--- Brief ---
Render the lines between the line containing "point_to(query) identifies every instance of the metal" and the line containing "x=168, y=281", inclusive, as a JSON list of strings with one string per line and blank lines omitted. Leave the pictures out of the answer.

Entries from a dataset
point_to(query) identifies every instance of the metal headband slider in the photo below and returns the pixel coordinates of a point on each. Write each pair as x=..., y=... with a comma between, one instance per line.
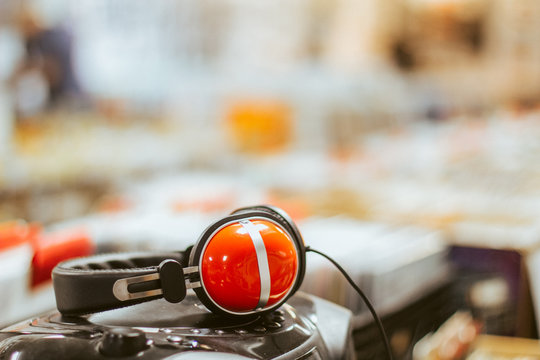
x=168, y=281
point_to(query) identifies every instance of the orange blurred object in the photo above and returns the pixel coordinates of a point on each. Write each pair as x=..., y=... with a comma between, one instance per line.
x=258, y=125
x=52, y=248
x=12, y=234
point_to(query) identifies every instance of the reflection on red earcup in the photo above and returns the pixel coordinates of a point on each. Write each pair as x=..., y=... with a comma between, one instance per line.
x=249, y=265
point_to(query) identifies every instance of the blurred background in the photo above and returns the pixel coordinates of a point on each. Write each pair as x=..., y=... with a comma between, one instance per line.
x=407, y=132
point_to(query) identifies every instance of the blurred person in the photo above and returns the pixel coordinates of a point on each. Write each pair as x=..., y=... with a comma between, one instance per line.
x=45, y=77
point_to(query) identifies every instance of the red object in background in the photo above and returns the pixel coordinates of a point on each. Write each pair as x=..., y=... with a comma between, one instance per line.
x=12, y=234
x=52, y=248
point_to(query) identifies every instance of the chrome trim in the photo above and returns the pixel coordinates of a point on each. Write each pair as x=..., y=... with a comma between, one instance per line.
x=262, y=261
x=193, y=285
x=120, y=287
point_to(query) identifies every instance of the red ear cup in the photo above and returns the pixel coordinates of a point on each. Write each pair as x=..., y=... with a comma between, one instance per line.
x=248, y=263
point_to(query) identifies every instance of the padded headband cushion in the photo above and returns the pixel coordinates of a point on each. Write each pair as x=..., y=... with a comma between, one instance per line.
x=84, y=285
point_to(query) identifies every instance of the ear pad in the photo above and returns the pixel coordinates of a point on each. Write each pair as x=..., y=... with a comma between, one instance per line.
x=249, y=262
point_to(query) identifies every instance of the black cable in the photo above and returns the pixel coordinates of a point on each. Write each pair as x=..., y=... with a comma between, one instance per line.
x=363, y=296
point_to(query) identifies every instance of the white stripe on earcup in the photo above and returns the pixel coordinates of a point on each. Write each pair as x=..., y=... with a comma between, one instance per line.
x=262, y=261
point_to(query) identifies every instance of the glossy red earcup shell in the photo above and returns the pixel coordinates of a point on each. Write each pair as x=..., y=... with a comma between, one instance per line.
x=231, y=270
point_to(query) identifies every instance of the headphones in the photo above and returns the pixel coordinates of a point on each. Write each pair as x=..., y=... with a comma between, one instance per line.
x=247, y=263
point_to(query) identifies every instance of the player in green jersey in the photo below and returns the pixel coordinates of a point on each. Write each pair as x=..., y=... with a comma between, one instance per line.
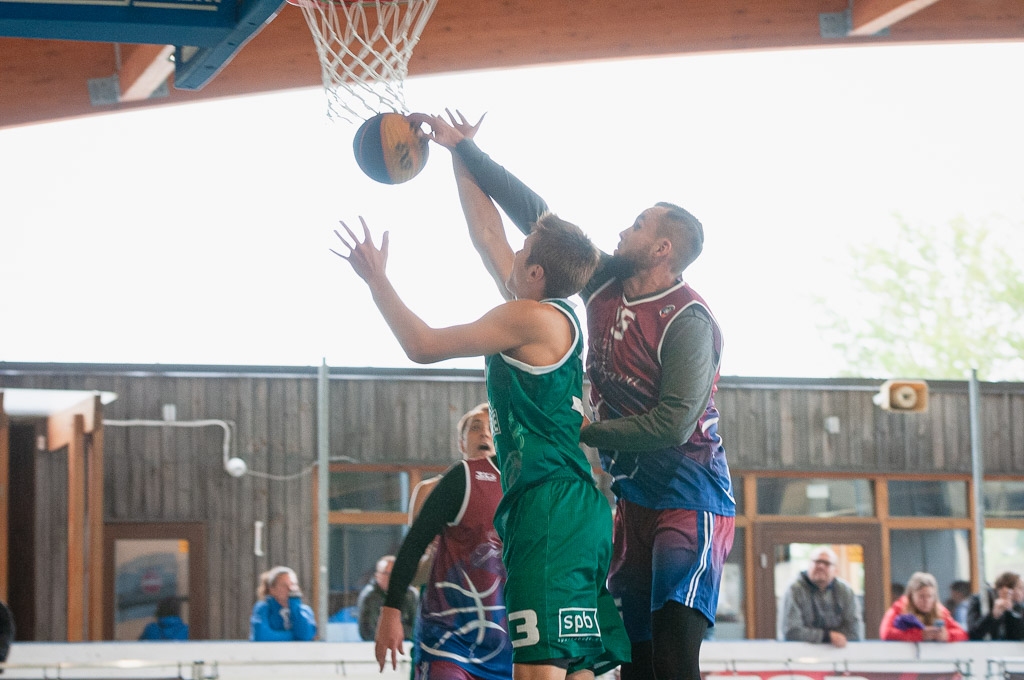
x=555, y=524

--

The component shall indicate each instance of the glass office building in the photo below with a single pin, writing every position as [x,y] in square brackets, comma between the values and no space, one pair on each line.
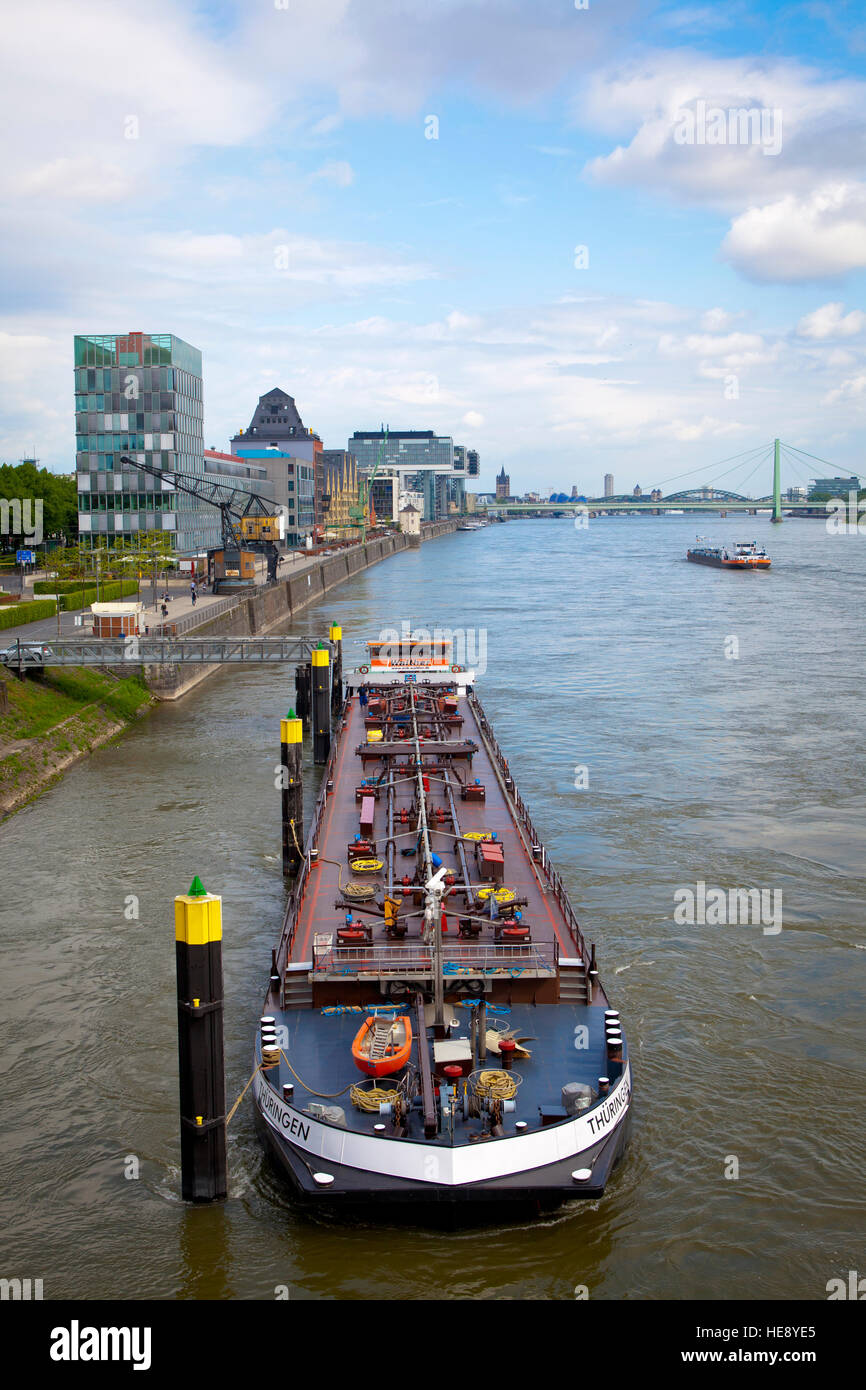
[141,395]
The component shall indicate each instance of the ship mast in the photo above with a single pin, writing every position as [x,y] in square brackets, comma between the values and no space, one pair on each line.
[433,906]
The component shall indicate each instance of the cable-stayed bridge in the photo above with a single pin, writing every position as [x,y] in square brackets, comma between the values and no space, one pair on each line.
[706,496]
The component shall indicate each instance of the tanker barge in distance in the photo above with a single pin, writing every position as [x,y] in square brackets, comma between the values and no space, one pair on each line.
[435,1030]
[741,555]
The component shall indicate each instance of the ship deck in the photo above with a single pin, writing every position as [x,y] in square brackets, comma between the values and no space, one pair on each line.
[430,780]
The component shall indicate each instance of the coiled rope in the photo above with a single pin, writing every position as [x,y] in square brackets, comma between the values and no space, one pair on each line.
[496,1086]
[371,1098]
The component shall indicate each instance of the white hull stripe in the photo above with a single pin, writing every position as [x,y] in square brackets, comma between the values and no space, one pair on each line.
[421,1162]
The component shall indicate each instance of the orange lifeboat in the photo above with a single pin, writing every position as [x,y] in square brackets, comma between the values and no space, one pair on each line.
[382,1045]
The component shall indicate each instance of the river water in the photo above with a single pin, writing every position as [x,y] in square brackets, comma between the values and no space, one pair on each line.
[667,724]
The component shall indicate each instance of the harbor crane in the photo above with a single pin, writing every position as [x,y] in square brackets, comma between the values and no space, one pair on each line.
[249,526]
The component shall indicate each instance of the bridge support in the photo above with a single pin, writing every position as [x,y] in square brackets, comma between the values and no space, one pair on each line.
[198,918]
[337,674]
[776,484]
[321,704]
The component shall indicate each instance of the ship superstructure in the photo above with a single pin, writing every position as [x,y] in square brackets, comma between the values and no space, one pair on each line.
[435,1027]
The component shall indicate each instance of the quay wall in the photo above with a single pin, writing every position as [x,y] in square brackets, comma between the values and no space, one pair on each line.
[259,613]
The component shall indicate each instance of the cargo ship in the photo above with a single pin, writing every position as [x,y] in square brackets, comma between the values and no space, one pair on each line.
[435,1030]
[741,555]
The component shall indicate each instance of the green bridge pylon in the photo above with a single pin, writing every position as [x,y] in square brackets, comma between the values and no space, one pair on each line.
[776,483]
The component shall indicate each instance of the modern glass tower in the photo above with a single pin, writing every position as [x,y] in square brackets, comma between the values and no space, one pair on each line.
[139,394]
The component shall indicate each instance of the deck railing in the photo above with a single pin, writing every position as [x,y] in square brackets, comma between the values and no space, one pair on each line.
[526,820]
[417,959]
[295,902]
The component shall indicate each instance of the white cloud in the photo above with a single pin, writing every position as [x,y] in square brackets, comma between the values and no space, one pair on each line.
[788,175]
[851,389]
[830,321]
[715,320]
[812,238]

==

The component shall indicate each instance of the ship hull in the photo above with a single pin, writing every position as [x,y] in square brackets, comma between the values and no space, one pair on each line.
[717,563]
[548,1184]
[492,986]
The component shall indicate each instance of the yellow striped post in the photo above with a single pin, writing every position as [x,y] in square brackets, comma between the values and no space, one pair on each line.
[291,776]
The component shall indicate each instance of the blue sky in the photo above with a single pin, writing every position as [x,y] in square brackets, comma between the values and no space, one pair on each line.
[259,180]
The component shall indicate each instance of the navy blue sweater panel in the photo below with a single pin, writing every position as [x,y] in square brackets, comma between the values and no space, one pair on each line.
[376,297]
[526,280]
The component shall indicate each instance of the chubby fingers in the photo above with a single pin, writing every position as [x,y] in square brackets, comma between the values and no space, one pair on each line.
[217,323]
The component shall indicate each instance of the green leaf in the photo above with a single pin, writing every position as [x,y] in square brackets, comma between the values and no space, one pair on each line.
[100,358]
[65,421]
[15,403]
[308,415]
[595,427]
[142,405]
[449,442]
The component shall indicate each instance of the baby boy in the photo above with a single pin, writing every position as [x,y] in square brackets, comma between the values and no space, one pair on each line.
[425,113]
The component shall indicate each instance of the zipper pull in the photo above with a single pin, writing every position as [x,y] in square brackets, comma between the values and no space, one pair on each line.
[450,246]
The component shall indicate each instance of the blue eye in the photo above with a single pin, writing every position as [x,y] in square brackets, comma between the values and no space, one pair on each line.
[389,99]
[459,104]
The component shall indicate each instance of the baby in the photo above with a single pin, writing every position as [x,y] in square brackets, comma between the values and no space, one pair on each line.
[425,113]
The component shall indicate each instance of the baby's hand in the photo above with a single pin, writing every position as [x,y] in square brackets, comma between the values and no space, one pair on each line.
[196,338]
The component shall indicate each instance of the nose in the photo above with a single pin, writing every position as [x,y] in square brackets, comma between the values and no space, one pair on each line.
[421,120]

--- Solution ---
[
  "point_to(query) identifies every instance of the metal headband slider in the photo below and returns the pixel coordinates of a point on each. Write each pair as x=..., y=... with a comma between, one instance per line.",
  "x=168, y=281"
]